:: DOCUMENT ::
Does anyone have good experience using the PDF to Text tool w/ scanned-in low quality pdfs? Have some recurring refund checks we receive and I'm looking to scan the remits in and extract a few fields into a table format. The fields on check are always in same place and check formatting does not change.
Solved! Go to Solution.
Typically I would start with an Image Input tool to read in the files, (optionally) use an Image Processing tool to improve the quality, then finally the PDF to Text tool to read in the PDFs. Optionally also you can use an Image Template tool if the fields are always in the same place - that would go into the T anchor of the PDF to Text tool
To apply your annotations to all pages, select Apply First Page of Annotations in Image Template to All Pages in the PDF to Text: https://help.alteryx.com/current/en/designer/tools/alteryx-intelligence-suite/computer-vision/image-...
It looks like that's accurate - I would upgrade to 2023.2 (maybe 2023.1, I don't have that versionon hand)
We're still running the older Server version as well, so I'm hesitant to upgrade my desktop version until we upgrade the Server environment.... have had issues in the past w/ version differences. Any other thoughts on a workflow without using the Invoice Template tool?
You can read in one of the PDFs with multiple pages into the Image Template and mark up the additional pages - I would select the PDF with the most pages (i.e. a 4 page file) so it can apply the markups to any PDFs that have fewer pages (i.e. 4 or less)

:: DATA RECORDS ::
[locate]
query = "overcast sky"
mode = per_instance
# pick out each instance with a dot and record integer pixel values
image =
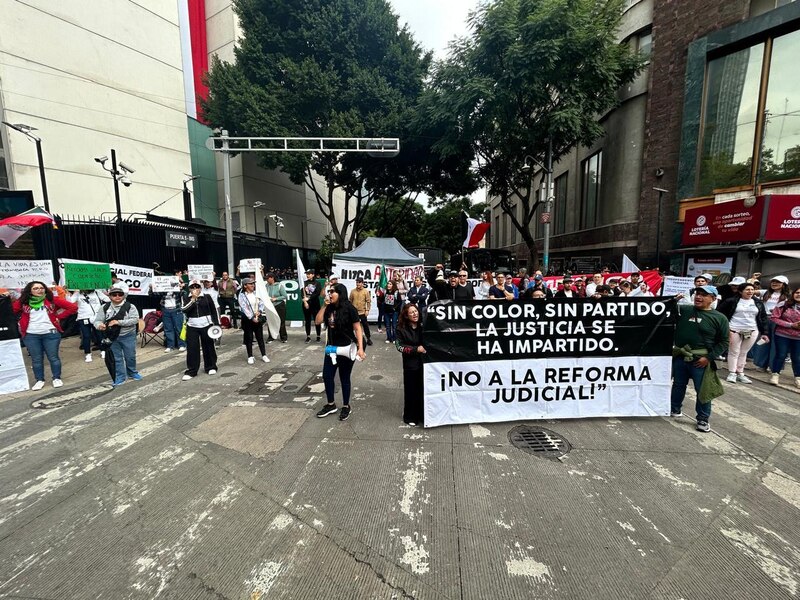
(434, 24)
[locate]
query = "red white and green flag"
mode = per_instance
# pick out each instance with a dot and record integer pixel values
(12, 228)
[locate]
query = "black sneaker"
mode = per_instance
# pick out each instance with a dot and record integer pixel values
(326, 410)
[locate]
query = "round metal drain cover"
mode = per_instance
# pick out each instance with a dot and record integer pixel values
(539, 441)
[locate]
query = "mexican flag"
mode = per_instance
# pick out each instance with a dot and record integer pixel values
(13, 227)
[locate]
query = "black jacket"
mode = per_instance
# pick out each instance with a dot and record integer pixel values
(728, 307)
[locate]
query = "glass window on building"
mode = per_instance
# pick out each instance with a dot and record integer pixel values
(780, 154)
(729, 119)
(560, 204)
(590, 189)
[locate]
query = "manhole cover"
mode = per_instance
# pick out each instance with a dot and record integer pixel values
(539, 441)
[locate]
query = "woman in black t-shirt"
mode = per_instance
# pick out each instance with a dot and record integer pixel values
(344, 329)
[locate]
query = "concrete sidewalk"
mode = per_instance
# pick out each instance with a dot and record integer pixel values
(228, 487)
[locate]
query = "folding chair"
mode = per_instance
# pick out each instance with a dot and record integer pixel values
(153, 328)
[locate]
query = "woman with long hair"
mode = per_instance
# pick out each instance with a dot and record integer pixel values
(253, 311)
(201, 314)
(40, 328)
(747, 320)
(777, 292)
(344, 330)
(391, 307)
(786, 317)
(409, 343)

==

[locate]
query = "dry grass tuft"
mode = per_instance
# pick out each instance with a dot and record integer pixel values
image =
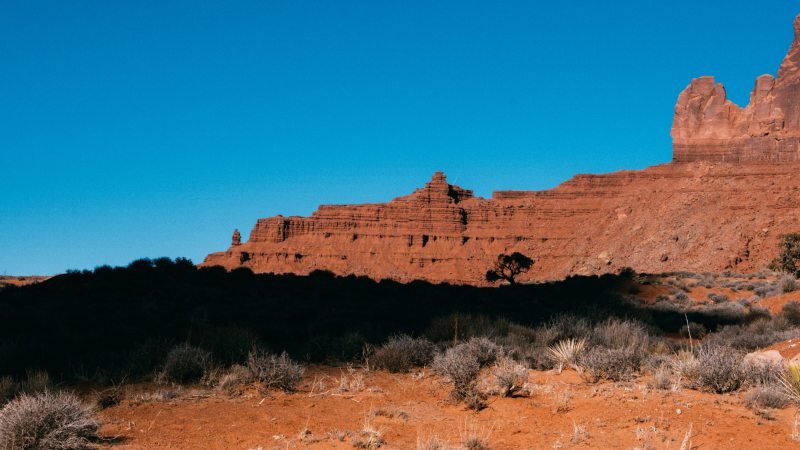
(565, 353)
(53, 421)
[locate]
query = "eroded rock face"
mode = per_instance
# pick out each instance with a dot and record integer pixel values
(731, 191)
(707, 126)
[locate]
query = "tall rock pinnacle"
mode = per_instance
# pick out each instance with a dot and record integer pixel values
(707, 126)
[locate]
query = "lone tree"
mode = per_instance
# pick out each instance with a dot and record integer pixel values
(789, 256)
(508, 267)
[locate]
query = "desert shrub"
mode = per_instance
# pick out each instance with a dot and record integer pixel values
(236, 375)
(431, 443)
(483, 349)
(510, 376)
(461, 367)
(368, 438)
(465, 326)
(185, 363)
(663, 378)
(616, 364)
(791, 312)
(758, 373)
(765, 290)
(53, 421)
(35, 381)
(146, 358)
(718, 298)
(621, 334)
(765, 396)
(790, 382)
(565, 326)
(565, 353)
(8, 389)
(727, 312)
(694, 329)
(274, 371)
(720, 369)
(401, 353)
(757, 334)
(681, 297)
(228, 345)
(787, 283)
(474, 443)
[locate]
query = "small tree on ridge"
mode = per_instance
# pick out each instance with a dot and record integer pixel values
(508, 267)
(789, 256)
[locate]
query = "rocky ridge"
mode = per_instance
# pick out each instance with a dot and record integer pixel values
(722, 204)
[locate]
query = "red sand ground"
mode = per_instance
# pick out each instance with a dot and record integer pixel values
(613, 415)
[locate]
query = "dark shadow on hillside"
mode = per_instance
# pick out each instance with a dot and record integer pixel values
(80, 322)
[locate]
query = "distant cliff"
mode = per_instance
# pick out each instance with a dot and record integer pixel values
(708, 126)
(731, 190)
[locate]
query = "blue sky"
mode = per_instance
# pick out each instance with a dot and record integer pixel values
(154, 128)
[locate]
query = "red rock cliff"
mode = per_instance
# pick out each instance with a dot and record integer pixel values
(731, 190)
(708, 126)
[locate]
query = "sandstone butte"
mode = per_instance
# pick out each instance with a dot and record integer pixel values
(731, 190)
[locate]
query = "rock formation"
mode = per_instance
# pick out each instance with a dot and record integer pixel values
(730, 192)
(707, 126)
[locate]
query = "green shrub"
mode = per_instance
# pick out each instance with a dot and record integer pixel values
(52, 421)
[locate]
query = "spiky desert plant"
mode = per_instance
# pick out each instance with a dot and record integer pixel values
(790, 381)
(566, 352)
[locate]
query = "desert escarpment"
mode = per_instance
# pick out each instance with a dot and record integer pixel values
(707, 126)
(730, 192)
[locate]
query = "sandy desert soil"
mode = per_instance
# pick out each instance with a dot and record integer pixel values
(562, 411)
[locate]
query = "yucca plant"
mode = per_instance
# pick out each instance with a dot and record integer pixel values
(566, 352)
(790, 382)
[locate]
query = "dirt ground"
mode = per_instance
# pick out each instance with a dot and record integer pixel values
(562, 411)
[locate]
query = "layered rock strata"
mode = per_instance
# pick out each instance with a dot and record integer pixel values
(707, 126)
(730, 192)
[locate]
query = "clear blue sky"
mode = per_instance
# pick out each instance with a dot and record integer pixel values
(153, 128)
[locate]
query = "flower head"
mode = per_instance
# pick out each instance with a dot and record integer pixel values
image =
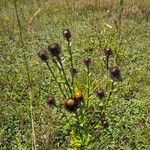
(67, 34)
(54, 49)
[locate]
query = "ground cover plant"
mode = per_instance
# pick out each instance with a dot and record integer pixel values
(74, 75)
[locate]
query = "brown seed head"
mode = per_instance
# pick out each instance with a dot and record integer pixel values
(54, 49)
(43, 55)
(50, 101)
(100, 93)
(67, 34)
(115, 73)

:: PROBLEM 1 ::
Reproduce the part of the forum thread that opens with the words containing "It looks like" and closes with "Invoice Template tool?".
:: PROBLEM 2 ::
Answer these questions from the forum thread:
(a) Which tool goes into the T anchor of the PDF to Text tool when the fields are always in the same place?
(b) To which version does one reply suggest upgrading?
(c) Which PDF should be read into the Image Template so the markups apply to files with fewer pages?
:: PROBLEM 3 ::
Go on with the forum thread from its last reply.
The rows have nothing to do with the forum thread.

:: EXERCISE ANSWER 1 ::
It looks like that's accurate - I would upgrade to 2023.2 (maybe 2023.1, I don't have that versionon hand)
We're still running the older Server version as well, so I'm hesitant to upgrade my desktop version until we upgrade the Server environment.... have had issues in the past w/ version differences. Any other thoughts on a workflow without using the Invoice Template tool?

:: EXERCISE ANSWER 2 ::
(a) The Image Template tool.
(b) 2023.2, or maybe 2023.1.
(c) The PDF with the most pages.

:: EXERCISE ANSWER 3 ::
With using template, there are a few things you may want to consider:
With the low quality images, I do much of what Alex suggested, but if there are any changes of discrepancy on placement, I usually do not use the template tool. During early development of these sort of workflows: I read in all data (no templates), using the 4 different types of data available (lines, string, pipe-delimited table, Alteryx table) and then assess the outputs and see which might be best. You will clean up the data different ways depending on the output (series of filter tools and xml parsing), but I try to see which gets it the closest to the format I need and then narrow down the PDF to text input to that output option. From there I build a workflow around cleaning up the data.
With this approach, I've found I can create more dynamic solutions that rely a bit less on perfectly scanning in docs to fit templates. The trade off is that it is more dev time, but usually produces more consistent outputs not effected by position of data on the PDF.
Great summary @mpeterson27 !